(Exercise data begins)

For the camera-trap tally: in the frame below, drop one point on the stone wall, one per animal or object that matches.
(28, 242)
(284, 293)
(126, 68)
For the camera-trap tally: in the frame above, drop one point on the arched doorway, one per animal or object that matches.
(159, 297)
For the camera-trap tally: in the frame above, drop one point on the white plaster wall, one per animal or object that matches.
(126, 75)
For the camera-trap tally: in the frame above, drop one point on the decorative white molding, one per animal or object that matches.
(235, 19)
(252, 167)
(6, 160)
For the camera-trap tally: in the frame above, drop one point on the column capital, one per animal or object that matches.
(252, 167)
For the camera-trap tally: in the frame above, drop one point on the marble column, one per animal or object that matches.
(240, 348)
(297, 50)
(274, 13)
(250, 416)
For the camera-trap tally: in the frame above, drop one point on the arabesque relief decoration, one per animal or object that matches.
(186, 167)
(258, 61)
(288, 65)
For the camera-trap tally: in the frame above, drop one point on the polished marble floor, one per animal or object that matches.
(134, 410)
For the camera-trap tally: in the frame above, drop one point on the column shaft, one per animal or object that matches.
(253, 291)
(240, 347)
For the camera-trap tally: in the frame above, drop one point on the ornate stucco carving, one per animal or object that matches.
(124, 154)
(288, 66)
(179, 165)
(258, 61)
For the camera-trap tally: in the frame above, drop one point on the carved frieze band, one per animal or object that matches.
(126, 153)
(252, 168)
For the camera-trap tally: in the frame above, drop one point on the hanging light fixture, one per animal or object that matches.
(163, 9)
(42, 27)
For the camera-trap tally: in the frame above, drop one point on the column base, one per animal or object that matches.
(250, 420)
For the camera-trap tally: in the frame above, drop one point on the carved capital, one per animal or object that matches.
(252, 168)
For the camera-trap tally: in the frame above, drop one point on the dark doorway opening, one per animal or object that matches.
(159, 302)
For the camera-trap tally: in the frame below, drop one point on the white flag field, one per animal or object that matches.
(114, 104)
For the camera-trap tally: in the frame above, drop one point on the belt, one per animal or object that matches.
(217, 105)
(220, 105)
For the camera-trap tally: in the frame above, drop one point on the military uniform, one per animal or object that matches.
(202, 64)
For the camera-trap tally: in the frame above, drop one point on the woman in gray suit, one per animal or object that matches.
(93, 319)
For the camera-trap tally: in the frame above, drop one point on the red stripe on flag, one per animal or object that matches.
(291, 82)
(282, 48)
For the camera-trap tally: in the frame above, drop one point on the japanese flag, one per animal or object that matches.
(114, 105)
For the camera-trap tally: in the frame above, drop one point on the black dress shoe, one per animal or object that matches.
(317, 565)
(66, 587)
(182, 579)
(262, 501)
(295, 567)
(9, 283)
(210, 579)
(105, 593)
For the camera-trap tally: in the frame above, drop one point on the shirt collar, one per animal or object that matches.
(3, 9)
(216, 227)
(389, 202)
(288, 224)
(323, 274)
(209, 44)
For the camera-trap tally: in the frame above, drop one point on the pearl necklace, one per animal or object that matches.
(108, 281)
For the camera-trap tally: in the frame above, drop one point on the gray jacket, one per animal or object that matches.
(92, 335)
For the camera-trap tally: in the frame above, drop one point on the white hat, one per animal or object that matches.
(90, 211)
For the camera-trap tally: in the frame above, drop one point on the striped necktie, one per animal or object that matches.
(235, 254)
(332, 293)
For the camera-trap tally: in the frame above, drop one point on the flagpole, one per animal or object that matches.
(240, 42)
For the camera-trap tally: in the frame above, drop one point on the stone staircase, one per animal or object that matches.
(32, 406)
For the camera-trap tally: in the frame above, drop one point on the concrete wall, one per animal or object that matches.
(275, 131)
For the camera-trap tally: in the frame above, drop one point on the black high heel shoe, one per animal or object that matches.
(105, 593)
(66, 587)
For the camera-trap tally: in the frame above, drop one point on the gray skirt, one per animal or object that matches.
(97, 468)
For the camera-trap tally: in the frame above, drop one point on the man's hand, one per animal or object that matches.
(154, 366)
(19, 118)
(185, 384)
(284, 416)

(Exercise data ends)

**Exercise brief:** Give the data again exactly, line for line.

**Exercise result:**
For the camera-trap tally: in the frame below, drop one point on the stone wall, one per animal or object that matches.
(28, 242)
(284, 293)
(126, 68)
For the camera-trap tally: in the frame above, drop one point on the arched doorway, one per animal or object that matches.
(159, 297)
For the camera-trap tally: in the frame above, drop one point on the white plaster wall, one per animal or object that matches.
(126, 75)
For the camera-trap tally: in the frame above, drop one point on the decorative white molding, one per animal or object that matches.
(235, 19)
(252, 167)
(6, 160)
For the camera-trap tally: in the frame above, drop one point on the column capital, one per animal or object that matches.
(252, 167)
For the camera-trap tally: in the frame above, drop one point on the marble column, one per animal or object that matches.
(240, 348)
(297, 50)
(274, 13)
(250, 416)
For the camera-trap tally: in the frame above, drop one point on the arabesque relief decoration, one per animal or object that matches.
(186, 167)
(258, 61)
(288, 65)
For the camera-trap tally: in the frame above, drop one point on the polished marble floor, one per animal or object that matches.
(134, 410)
For the camera-trap tally: in the frame above, drop one point on the column shaft, one per animal or object that matches.
(253, 291)
(240, 347)
For the camera-trap tally: in the frame above, drop one point on the ornate stucco carving, one per animal or object that matches.
(124, 154)
(288, 66)
(179, 165)
(258, 61)
For the camera-trap tally: in the frame above, drop one point on the carved frieze band, one per animal or object that matches.
(126, 153)
(252, 168)
For the camera-trap tally: in the frame above, drop one point on the hanging light fixture, one per animal or object that matches.
(163, 9)
(42, 27)
For the camera-trap tally: in the frame above, drop one point on the column base, one per animal or object that matches.
(250, 420)
For the camera-trap tally: in the frame above, drop one point on the carved capital, one per animal or object that matches.
(252, 168)
For the camera-trap tally: in the frame above, drop one point on the dark doorway opening, one per animal or object that matches.
(159, 302)
For the camera-trap tally: in the frame below, drop one point on the white flag field, one per animal or object that matches.
(114, 104)
For the camera-trap tally: in the frame above, drop one point on the belt, one per animal or object that matches.
(217, 105)
(220, 105)
For the camera-trap tally: in the frame above, drop one point on the military uniform, one per animal or object that matches.
(202, 64)
For the camera-trap tally: in the frame above, drop one point on the woman in gray suit, one per animal or object that matches.
(93, 319)
For the camera-trap tally: in the frame above, drop one point on the red stripe on flag, one per animal or object that matches.
(291, 82)
(282, 48)
For the camera-trap tally: in the frame above, drop one point on the japanese flag, one per animal or object that matches.
(114, 105)
For the camera-trap tally: in the frame above, drop one point on the black dress shoe, one per animal or object that matches.
(317, 565)
(66, 587)
(182, 579)
(262, 501)
(295, 567)
(9, 283)
(210, 579)
(105, 593)
For the camera-trap tally: in the frame above, drop one point on the shirt collar, one per animal or object that matches.
(3, 9)
(216, 227)
(389, 202)
(288, 224)
(323, 274)
(209, 44)
For the camera-trap tally: in the frame above, drop one point on the pearl necklace, one per animal or object that matches.
(108, 281)
For the camera-trap tally: in the frame above, drop one point on the gray jacket, one per animal or object that matches.
(92, 335)
For the camera-trap tally: in the frame above, drop one point on the white hat, one per animal or object that matches.
(90, 211)
For the camera-trap tally: in the frame above, drop one point on the striped necktie, one per animal or object that matches.
(235, 254)
(332, 293)
For the camera-trap tally: in the frame above, drop one point on the flagpole, one per animal or object that matches.
(240, 42)
For the camera-trap tally: in the frame above, drop one point on the stone staircase, one per animal or object that matches.
(32, 406)
For the camera-trap tally: in the frame above, drop one point on the concrete wall, one per animal or object that matches.
(275, 131)
For the camera-trap tally: in the frame above, drop one point on the black high heel shoe, one per animal or object that matches.
(105, 593)
(66, 587)
For the camera-trap tally: in the frame above, drop one point on the gray skirt, one per animal or object that matches.
(97, 468)
For the camera-trap tally: in the frame above, drop one point on the man's hand, one per animal or object that matches.
(154, 366)
(19, 118)
(185, 384)
(284, 416)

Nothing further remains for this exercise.